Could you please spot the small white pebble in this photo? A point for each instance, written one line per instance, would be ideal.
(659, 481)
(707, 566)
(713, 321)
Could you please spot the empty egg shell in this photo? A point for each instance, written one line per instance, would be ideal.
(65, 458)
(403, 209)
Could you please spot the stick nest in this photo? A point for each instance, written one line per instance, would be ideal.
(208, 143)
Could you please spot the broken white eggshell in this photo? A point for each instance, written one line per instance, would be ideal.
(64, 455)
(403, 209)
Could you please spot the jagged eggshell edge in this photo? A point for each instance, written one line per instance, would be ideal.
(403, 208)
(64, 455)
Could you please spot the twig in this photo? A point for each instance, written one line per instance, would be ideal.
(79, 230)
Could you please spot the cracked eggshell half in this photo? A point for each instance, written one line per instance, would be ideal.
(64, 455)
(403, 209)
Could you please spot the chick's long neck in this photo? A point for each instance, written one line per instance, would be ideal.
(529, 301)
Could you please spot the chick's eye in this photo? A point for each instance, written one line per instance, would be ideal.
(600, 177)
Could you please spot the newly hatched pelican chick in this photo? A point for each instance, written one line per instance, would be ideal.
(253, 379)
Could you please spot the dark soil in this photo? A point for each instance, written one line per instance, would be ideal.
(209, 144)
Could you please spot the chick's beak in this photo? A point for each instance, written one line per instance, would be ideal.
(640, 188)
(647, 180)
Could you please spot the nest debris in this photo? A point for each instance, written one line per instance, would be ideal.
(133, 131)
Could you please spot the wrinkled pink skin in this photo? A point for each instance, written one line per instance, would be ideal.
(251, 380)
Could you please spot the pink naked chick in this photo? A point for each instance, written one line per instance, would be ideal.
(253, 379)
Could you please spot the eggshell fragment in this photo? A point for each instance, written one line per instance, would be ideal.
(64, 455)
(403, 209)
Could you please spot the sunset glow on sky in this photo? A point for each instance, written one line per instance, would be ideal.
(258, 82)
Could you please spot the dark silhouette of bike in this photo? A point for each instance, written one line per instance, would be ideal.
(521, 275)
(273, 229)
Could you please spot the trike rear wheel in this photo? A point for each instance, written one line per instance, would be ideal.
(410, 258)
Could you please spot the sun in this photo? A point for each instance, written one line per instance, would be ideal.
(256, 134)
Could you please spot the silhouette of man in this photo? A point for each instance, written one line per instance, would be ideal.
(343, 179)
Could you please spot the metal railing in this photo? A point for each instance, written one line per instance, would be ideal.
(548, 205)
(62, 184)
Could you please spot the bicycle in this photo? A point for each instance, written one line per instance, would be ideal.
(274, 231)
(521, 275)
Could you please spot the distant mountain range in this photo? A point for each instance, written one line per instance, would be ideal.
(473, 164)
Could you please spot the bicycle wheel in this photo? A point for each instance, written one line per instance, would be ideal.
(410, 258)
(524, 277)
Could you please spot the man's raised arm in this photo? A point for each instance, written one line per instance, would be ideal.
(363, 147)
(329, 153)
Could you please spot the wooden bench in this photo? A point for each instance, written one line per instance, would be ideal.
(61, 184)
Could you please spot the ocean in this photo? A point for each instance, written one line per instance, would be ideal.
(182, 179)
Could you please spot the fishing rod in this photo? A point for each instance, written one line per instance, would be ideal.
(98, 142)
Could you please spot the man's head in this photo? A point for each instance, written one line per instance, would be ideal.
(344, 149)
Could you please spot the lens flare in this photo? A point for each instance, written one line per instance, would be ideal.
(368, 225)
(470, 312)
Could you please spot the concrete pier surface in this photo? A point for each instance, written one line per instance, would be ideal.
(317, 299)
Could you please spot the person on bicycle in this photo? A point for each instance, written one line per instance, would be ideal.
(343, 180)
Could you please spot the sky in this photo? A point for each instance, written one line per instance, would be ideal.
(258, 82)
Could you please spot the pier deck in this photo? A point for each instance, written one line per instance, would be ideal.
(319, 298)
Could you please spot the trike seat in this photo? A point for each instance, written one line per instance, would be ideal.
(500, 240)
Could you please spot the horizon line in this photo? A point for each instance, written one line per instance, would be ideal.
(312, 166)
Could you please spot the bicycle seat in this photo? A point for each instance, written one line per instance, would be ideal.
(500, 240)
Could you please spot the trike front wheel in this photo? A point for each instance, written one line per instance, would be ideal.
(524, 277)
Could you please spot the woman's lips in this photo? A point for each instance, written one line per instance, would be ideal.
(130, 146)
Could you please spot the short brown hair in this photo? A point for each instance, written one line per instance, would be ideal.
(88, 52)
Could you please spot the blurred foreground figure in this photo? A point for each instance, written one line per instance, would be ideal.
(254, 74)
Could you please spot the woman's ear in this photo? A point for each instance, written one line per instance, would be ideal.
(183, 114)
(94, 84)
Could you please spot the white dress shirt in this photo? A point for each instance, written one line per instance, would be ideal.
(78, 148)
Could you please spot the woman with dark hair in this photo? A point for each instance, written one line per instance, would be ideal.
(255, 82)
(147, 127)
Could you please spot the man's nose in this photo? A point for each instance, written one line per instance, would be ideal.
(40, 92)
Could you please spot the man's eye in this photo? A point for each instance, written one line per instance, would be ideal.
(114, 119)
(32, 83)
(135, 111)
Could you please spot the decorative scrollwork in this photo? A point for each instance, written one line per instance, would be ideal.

* _Your task_: Set the data down once more, exactly as it stands.

* _Reply_:
Could you please spot the small white pebble in this photo? A point for each instance, written one line per instance, would be ideal.
(659, 481)
(707, 566)
(713, 321)
Could you please spot the empty egg shell in this photo? A point for each instance, written one line per instance, would be ideal.
(65, 458)
(403, 209)
Could you please spot the stick nest in this photo? A point for each instance, written one line per instance, would be ideal.
(208, 143)
Could you please spot the broken white eggshell in this photo? A point for each instance, written one line per instance, would be ideal.
(64, 455)
(403, 209)
Could you please spot the jagged eggshell edge in this photo? A point for each instance, written one line per instance, would be ideal.
(403, 208)
(64, 455)
Could you please spot the twig in this photo? A point for each instance, written one line per instance, would be ideal.
(79, 230)
Could you please spot the cracked eggshell half in this photo? A point for each instance, written one line per instance, would be ideal.
(64, 455)
(403, 209)
Could you please spot the chick's long neck in this photo? A point for each instance, written one line per instance, would be ideal.
(529, 301)
Could you please spot the chick's eye in this photo? A point for each instance, written one line per instance, would be ideal.
(600, 177)
Could you please spot the newly hatched pelican chick in this photo? A point for each instance, written one line per instance, would be ideal.
(253, 379)
Could you please spot the dark soil in this photo? A point for each instance, written one line per instance, would be ideal.
(209, 144)
Could you please spot the chick's beak in this photo? A point for each instance, written one line per instance, would be ideal.
(640, 188)
(647, 180)
Could you please spot the nest debris in this photo? A point for each instance, written one line per instance, would be ideal.
(133, 131)
Could you please spot the wrinkled pink skin in this photo? A point for each instance, written one line per instance, would be ideal.
(251, 380)
Could you please spot the pink naked chick in this photo? A point for each instance, written one line per instance, would be ideal.
(253, 379)
Could you please spot the eggshell fragment in this photo? A point for each instance, written one line per instance, would be ideal.
(64, 455)
(403, 209)
Could you please spot the sunset glow on sky in this photo? A point for each instance, written one line per instance, would be ideal.
(258, 82)
Could you please spot the dark silhouette of bike in this photo? A point for each instance, written one line per instance, would be ideal.
(521, 275)
(273, 229)
Could you please spot the trike rear wheel in this photo? A point for each instance, written one line per instance, would be ideal.
(410, 258)
Could you please spot the sun in this photo? A point for each instance, written one line per instance, would be ideal.
(256, 134)
Could you please spot the silhouette of man in this photo? A point for each instance, written one line per instance, would be ideal.
(343, 179)
Could you please spot the metal railing in this photo? A point for each instance, written one line per instance, would be ideal.
(548, 205)
(62, 184)
Could you please spot the bicycle in this photo? A point for each instance, written one line per instance, would be ideal.
(274, 231)
(521, 275)
Could you please spot the distant mountain range in this photo? A point for each instance, written one line per instance, would be ideal.
(473, 164)
Could you please spot the bicycle wheel in this photo? A point for each instance, written one line per instance, would be ideal.
(410, 258)
(524, 277)
Could you please spot the man's raised arm in this photo? A point for each instance, written one line per instance, would be ideal.
(363, 147)
(329, 153)
Could you please spot the wooden bench in this photo? A point for each instance, written one line per instance, would be ideal.
(61, 184)
Could you please spot the ocean in this photo? A point for each instance, written one line per instance, would be ideal.
(182, 179)
Could you please spot the fishing rod in this photo? A point for each instance, written one line per instance, would be ideal.
(98, 142)
Could you please spot the man's head in this photo? A point for each instance, written one line per instance, would be ideal.
(344, 149)
Could you please spot the lens flare in this photo? A point for each instance, written one line per instance, would be ideal.
(368, 225)
(470, 312)
Could you please spot the concrete pier surface in this photo? A point for each instance, written one line per instance, would be ideal.
(317, 299)
Could you please spot the person on bicycle in this photo? A point for each instance, written one line per instance, would be ideal.
(343, 180)
Could you please spot the sky in this photo? A point for each instance, written one line per instance, would be ideal.
(258, 82)
Could you please spot the pier deck in this photo? A point for each instance, written one line per instance, would be ideal.
(319, 298)
Could you please spot the trike seat in this photo? A point for each instance, written one line per instance, would be ideal.
(500, 240)
Could you please spot the horizon line in this photo? A point for each instance, written one line per instance, would be ideal.
(312, 166)
Could you please spot the bicycle seat in this photo? A point for each instance, written one line per instance, would be ideal.
(500, 240)
Could you please spot the trike front wheel in this photo? A point for each instance, written one line per instance, would be ideal.
(524, 277)
Could you please spot the woman's lips in this photo? A point for each instance, written one line per instance, would be ideal.
(130, 146)
Could you please spot the short brown hair in this photo? A point for each instance, written one line per instance, would be ideal.
(88, 52)
Could you please spot the blurred foreground figure in this photo? A point for each instance, written one line per instance, would be ideal.
(254, 74)
Could you please spot the woman's ear in this photo? A point for each instance, written one line per instance, would be ideal.
(183, 114)
(94, 84)
Could you please spot the white dress shirt in this photo? A point for each instance, written one line per instance, would be ideal.
(78, 148)
Could you please spot the woman with dark hair in this photo? A point for each instance, written one line per instance, would be ideal.
(255, 82)
(147, 127)
Could you please spot the man's nose in this photo? A point for each instance, written one line per instance, would be ideal.
(40, 92)
Could you please spot the man's eye in this photo? A point for each instance, written one line per instance, would be ideal.
(114, 119)
(32, 83)
(135, 111)
Could you please spot the decorative scrollwork in this photo? A point for each instance, written one line per instance, would be ideal.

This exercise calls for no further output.